:: Text passage ::
• • • • • • •

Some levels of the safeguards needed for certain capabilities have been reassessed in light of experience with more capable models. Anthropic and DeepMind reduced safeguards for some CBRN and cybersecurity capabilities after finding their initial requirements were excessive. OpenAI removed persuasion capabilities from its Preparedness Framework entirely, handling them through other policies instead. Notably, Deepmind did increase the safeguards require for ML research and development. 

Regarding criticisms of the plans, it remains unclear if the plans are worthy of their name. While the labs have added some more detail to their plans (e.g., Anthropic has partially defined ASL-4), they are still vague on key details, like how to mitigate the risks from a fully autonomous, self-improving AI. 

It is also unclear if these plans will actually prevent extinction. While lab leaders are mentioning the extinction risks from AI less nowadays, it is unclear if that is because they have changed their minds. Barring Sam Altman’s updating his estimate of P(doom) to 2% on a podcast in Oct 2025, the other lab leaders have not commented on the topic in public in 2025.

• • • • • • •

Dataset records
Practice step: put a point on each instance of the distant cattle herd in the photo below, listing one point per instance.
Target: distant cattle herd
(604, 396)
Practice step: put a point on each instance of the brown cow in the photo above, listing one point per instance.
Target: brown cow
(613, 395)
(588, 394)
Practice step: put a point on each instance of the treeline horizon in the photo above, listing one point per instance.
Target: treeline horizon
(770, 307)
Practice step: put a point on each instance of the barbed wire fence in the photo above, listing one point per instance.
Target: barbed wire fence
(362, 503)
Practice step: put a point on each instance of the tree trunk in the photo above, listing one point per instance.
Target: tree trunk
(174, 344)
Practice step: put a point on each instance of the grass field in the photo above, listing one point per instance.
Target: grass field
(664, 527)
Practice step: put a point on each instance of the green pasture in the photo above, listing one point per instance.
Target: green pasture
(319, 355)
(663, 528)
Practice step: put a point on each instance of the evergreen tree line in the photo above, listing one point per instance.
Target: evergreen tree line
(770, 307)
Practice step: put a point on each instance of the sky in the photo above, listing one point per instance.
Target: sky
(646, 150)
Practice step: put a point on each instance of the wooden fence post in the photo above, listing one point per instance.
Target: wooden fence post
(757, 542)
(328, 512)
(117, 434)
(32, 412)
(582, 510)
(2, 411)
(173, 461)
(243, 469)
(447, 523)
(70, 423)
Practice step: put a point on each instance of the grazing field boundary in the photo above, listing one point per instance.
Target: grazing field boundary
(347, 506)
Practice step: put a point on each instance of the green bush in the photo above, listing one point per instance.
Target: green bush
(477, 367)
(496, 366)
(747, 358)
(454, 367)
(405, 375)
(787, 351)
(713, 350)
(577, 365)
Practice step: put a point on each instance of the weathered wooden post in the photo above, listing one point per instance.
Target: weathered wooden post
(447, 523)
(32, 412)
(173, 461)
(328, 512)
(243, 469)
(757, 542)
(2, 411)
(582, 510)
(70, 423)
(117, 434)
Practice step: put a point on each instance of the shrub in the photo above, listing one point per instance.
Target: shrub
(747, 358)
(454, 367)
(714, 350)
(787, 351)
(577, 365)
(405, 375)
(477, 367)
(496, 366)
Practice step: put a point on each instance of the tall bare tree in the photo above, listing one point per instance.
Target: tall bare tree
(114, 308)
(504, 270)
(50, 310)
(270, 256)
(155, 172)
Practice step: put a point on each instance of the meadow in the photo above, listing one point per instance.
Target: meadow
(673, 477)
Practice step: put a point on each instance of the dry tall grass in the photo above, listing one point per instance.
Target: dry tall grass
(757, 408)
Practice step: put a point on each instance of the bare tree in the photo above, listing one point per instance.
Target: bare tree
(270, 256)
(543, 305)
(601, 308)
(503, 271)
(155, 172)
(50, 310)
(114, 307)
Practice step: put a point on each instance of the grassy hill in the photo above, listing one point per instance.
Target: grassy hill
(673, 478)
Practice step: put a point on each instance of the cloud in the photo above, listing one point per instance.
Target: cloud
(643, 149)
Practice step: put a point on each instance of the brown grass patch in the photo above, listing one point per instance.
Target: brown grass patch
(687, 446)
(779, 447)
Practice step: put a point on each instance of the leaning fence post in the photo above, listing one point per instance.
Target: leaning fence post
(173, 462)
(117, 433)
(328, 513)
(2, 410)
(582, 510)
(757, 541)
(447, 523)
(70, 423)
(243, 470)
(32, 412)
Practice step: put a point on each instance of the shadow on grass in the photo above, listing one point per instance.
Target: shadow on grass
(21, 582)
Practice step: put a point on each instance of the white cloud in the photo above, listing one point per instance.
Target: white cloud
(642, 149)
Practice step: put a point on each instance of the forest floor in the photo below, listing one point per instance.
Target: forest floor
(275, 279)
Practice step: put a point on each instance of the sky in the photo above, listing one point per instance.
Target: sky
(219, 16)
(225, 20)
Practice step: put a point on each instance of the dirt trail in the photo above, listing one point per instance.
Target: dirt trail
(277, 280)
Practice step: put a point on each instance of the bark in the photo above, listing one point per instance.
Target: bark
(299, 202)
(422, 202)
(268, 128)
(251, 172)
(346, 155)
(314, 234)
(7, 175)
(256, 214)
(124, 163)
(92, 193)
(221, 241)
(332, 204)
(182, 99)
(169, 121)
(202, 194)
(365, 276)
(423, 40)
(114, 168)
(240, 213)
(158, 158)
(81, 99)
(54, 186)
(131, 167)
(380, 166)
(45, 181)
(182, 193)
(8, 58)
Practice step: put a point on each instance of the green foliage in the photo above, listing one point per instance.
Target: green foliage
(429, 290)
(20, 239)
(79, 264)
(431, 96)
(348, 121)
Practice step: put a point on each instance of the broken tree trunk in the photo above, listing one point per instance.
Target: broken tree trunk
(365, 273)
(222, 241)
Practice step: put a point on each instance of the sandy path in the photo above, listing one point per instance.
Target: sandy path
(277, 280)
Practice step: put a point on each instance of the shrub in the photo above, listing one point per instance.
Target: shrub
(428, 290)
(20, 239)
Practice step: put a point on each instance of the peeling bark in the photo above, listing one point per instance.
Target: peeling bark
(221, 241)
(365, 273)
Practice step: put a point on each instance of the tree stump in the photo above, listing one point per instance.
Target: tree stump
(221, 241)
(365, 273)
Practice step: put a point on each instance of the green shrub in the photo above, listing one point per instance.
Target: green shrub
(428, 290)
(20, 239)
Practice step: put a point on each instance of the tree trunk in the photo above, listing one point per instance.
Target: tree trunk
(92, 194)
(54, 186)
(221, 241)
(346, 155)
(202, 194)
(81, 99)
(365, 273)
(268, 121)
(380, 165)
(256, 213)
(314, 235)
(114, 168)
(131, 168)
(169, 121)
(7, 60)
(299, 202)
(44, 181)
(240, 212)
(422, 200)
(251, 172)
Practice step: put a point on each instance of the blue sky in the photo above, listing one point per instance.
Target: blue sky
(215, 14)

• • • • • • •

:: Questions on the material ::
**a)** Summarize the passage on AI lab safety plans in two sentences.
**b)** According to the passage on AI lab safety plans, why did Anthropic and DeepMind reduce safeguards for some CBRN and cybersecurity capabilities?

:: Outputs by task ::
**a)** AI labs have reassessed the safeguards required for certain capabilities: Anthropic and DeepMind reduced some for CBRN and cybersecurity, OpenAI moved persuasion out of its Preparedness Framework, and DeepMind raised those for ML research and development. Critics say the plans remain vague on key details, such as handling a fully autonomous, self-improving AI, and it is unclear whether they will prevent extinction, especially since most lab leaders have not publicly addressed the topic in 2025.

**b)** They reassessed those safeguards in light of experience with more capable models. They found that their initial requirements were excessive.